MATERIAL SHOWN
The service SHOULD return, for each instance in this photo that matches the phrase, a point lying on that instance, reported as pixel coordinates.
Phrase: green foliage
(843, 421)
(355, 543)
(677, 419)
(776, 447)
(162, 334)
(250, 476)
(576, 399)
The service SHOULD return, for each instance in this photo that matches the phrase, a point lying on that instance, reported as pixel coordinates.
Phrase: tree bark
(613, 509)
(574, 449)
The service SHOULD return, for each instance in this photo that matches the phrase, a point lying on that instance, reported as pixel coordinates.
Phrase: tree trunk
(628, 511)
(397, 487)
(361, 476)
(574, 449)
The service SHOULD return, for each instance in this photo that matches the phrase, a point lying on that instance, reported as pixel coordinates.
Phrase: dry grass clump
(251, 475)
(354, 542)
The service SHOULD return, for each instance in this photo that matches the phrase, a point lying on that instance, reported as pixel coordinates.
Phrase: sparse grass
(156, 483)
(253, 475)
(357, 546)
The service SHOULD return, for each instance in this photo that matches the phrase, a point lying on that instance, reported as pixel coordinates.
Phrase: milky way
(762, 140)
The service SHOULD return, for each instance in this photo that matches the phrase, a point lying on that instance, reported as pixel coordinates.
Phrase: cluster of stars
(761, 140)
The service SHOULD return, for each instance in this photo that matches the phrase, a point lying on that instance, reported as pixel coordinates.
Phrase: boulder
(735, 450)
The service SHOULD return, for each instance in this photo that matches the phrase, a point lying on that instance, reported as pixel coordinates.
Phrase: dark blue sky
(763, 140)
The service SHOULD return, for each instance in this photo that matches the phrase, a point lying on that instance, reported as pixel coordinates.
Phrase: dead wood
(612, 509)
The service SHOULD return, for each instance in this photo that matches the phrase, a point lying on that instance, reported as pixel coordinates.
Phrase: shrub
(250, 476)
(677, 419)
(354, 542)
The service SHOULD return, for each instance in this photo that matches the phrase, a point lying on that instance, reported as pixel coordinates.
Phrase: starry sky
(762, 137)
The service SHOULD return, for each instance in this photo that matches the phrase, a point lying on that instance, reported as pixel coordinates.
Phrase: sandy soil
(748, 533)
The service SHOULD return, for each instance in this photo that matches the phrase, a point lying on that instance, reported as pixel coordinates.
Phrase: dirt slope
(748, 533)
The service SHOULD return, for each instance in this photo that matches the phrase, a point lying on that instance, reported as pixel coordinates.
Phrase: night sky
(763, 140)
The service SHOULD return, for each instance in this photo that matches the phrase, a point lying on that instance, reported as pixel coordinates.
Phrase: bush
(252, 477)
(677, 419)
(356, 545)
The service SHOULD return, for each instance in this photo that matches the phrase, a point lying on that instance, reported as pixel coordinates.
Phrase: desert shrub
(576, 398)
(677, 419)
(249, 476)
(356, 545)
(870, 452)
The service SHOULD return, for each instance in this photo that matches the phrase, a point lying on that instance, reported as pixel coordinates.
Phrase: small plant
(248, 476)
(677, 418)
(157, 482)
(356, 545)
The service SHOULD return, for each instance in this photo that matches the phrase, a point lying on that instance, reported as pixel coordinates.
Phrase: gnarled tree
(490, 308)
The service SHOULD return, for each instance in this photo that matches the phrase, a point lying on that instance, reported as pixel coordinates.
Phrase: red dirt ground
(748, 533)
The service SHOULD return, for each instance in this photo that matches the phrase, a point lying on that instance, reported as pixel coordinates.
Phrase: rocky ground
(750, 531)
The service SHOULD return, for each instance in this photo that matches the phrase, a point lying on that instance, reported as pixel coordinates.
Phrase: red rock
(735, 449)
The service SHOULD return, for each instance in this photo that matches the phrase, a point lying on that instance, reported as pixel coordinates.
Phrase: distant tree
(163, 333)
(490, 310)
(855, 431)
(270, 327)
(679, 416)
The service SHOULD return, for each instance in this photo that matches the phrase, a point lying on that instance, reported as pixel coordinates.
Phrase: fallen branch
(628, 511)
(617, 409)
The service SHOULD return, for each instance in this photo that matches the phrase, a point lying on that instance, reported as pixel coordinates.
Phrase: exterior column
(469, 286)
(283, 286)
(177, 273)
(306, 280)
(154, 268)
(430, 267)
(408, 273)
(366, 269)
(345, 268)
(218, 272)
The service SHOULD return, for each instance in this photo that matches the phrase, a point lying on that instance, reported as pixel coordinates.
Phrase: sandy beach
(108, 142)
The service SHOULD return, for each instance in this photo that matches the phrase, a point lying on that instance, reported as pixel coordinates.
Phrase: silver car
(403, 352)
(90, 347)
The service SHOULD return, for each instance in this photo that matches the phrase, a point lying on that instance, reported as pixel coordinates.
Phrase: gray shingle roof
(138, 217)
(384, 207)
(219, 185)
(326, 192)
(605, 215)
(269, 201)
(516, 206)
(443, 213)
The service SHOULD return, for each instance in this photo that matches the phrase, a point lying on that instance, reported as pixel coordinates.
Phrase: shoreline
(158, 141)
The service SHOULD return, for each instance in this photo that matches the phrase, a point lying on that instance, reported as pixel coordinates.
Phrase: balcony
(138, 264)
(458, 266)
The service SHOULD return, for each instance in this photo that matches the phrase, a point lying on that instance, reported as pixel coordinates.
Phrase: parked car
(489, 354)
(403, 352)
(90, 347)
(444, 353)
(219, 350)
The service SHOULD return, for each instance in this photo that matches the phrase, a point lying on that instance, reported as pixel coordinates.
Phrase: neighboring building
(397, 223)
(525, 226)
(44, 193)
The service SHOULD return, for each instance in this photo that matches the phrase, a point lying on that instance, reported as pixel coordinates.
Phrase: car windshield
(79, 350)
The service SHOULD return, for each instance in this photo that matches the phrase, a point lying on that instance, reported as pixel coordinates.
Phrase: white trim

AIM OF THE TASK
All of the data above is to be transcribed without alteration.

ANSWER FOR THE TASK
The service SHOULD return, for each instance in this photo that matches the phrase, a point lying on that instance, reported as pixel coordinates.
Phrase: green foliage
(843, 421)
(355, 543)
(677, 419)
(776, 447)
(162, 334)
(250, 476)
(576, 399)
The service SHOULD return, for each instance in this photo that matches the phrase, a point lying on that instance, reported as pixel coordinates.
Phrase: tree bark
(613, 509)
(574, 449)
The service SHOULD return, for each instance in this photo that matches the phrase, a point lying on that instance, reported as pixel coordinates.
Phrase: tree trunk
(628, 511)
(397, 487)
(361, 476)
(574, 449)
The service SHOULD return, for each instance in this photo that matches the phrase, a point lying on that instance, reported as pixel coordinates.
Phrase: dry grass clump
(251, 475)
(354, 542)
The service SHOULD return, for each instance in this photo that matches the phrase, a point lying on that instance, reported as pixel coordinates.
Phrase: sparse grass
(156, 483)
(253, 475)
(357, 546)
The service SHOULD return, for each instance in this photo that matches the phrase, a point lying on that instance, reported as pixel coordinates.
Phrase: milky way
(762, 140)
The service SHOULD return, for each instance in this photo that matches the phrase, a point lying on that instance, reported as pixel coordinates.
Phrase: cluster of stars
(761, 140)
The service SHOULD return, for each instance in this photo that matches the phrase, a point lying on that instance, reported as pixel coordinates.
Phrase: boulder
(735, 450)
The service SHOULD return, for each instance in this photo that matches the phrase, a point lying on that instance, reported as pixel coordinates.
Phrase: dark blue sky
(763, 140)
The service SHOULD return, for each instance in this photo that matches the phrase, a point lying on that instance, reported as pixel coordinates.
Phrase: dead wood
(612, 509)
The service SHOULD return, for each instance in this photo that matches the phrase, a point lying on that instance, reported as pixel coordinates.
Phrase: shrub
(250, 476)
(677, 419)
(354, 542)
The service SHOULD return, for each instance in this photo that matches the phrase, a point lying on that instance, reported as pixel coordinates.
Phrase: starry sky
(762, 137)
The service SHOULD return, for each instance in this photo that matches the phrase, a point lying on that instance, reported as pixel coordinates.
Phrase: sandy soil
(748, 533)
The service SHOULD return, for each instance in this photo that matches the phrase, a point lying on that instance, reported as pixel coordinates.
Phrase: dirt slope
(748, 533)
The service SHOULD return, for each instance in this photo that matches the phrase, a point lying on that instance, reported as pixel coordinates.
Phrase: night sky
(763, 140)
The service SHOULD return, for each instance in this photo that matches the phrase, a point lying on that instance, reported as pixel coordinates.
Phrase: bush
(252, 477)
(677, 419)
(356, 545)
The service SHOULD return, for each instance in this photo that matches the phrase, a point lying on that instance, reported as pixel coordinates.
Phrase: desert shrub
(576, 398)
(677, 419)
(249, 476)
(356, 545)
(870, 452)
The service SHOULD return, for each instance in this photo that matches the phrase, a point lying on that instance, reported as pixel coordinates.
Phrase: small plant
(248, 476)
(677, 418)
(157, 482)
(356, 545)
The service SHOULD return, for each instance in this photo that matches the phrase, a point lying on that instance, reported as pixel coordinates.
Phrase: gnarled tree
(490, 308)
The service SHOULD return, for each instance in this photo that matches the phrase, a point lying on that instance, reported as pixel coordinates.
Phrase: red dirt ground
(748, 533)
The service SHOULD return, for each instance in this photo that matches the phrase, a point lying on that instance, reported as pixel coordinates.
Phrase: rocky ground
(750, 531)
The service SHOULD return, for each instance in this photo that matches the phrase, a point lying on that instance, reported as pixel coordinates.
Phrase: red rock
(735, 449)
The service SHOULD return, for each instance in this photo that matches the phrase, a point lying on that instance, reported as pixel coordinates.
Phrase: distant tree
(163, 333)
(490, 310)
(855, 431)
(270, 327)
(679, 416)
The service SHOULD return, for each instance in this photo that matches the phrase, a point lying on that instance, reported as pixel coordinates.
Phrase: fallen branch
(628, 511)
(617, 409)
The service SHOULD return, for each instance in this photo that matches the phrase, a point lying on that instance, reported as pixel coordinates.
Phrase: exterior column
(469, 286)
(283, 286)
(177, 273)
(306, 280)
(154, 268)
(430, 267)
(408, 273)
(366, 269)
(345, 268)
(218, 272)
The service SHOULD return, for each instance in this photo that matches the phrase, a point lying on that instance, reported as pixel coordinates.
Phrase: sandy beach
(108, 142)
The service SHOULD return, for each instance in this photo that matches the phrase, a point lying on that instance, reported as pixel coordinates.
Phrase: silver car
(403, 352)
(90, 347)
The service SHOULD return, for each instance in this photo that matches the phrase, a point lying on that instance, reported as pixel coordinates.
Phrase: gray shingle roof
(138, 217)
(384, 207)
(219, 185)
(326, 192)
(605, 215)
(269, 201)
(516, 206)
(443, 213)
The service SHOULD return, for each instance in this photo that matches the phrase, a point lying on that instance, reported as pixel coordinates.
Phrase: shoreline
(158, 141)
The service SHOULD return, for each instance in this photo that matches the phrase, a point lying on that instance, reported as pixel coordinates.
Phrase: balcony
(138, 264)
(458, 266)
The service SHOULD return, for each instance in this photo that matches the phrase, a point lying on that instance, reported as pixel coordinates.
Phrase: parked car
(489, 354)
(403, 352)
(90, 347)
(444, 353)
(219, 350)
The service SHOULD return, for each instance in this photo that matches the phrase, a point lying on that instance, reported as pixel coordinates.
Phrase: neighboring building
(397, 223)
(525, 226)
(44, 193)
The service SHOULD return, for each instance in this photo that matches the phrase, a point lying on that instance, reported as pixel coordinates.
Phrase: car windshield
(79, 350)
The service SHOULD return, for each instance in this photo that matches the phrase, a point lying on that instance, reported as pixel coordinates.
Phrase: white trim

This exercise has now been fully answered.